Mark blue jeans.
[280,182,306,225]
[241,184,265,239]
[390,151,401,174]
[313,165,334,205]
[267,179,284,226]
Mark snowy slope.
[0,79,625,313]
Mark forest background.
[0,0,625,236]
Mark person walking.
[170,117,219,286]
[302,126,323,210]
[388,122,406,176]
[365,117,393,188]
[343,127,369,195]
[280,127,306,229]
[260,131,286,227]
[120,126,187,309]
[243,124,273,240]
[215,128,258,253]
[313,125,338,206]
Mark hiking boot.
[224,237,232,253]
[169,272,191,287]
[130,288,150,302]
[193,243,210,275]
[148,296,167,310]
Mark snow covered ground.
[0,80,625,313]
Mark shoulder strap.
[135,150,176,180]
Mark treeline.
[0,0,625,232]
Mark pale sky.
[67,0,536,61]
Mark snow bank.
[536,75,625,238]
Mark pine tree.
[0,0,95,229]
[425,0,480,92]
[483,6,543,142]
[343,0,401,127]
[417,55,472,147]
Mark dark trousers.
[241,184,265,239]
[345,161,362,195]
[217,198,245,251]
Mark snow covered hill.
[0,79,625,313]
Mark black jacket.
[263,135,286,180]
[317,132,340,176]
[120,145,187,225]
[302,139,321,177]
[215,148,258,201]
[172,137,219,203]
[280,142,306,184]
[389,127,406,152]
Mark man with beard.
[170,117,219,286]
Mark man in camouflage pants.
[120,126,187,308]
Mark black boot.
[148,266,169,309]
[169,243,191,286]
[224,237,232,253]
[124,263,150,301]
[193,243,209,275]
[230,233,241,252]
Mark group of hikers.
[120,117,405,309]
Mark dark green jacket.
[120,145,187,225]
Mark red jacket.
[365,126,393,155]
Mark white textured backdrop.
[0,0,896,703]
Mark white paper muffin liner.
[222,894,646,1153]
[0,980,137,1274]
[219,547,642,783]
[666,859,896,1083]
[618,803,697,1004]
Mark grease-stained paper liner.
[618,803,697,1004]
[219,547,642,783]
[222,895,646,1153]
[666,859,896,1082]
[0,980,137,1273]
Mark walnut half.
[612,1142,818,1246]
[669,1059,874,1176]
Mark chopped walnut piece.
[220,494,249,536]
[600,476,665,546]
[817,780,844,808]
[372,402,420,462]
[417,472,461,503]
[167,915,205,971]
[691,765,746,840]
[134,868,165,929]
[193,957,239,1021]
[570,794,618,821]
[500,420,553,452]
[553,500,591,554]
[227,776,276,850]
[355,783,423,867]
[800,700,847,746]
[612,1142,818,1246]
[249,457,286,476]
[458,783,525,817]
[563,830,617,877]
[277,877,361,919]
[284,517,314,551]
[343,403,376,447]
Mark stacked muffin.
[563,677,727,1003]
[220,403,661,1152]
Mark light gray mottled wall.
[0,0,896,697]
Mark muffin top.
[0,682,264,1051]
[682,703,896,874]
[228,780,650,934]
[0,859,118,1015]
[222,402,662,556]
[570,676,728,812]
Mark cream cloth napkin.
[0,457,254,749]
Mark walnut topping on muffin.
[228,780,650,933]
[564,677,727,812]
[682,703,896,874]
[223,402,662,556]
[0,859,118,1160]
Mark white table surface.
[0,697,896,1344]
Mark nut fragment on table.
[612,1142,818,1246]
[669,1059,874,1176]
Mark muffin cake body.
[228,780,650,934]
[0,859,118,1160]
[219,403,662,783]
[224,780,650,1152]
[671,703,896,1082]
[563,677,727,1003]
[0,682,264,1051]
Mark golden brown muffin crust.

• [Problem details]
How many lines of the records above contain the word "dark", with case counting? Reply with the number alone.

• [Solution to this task]
2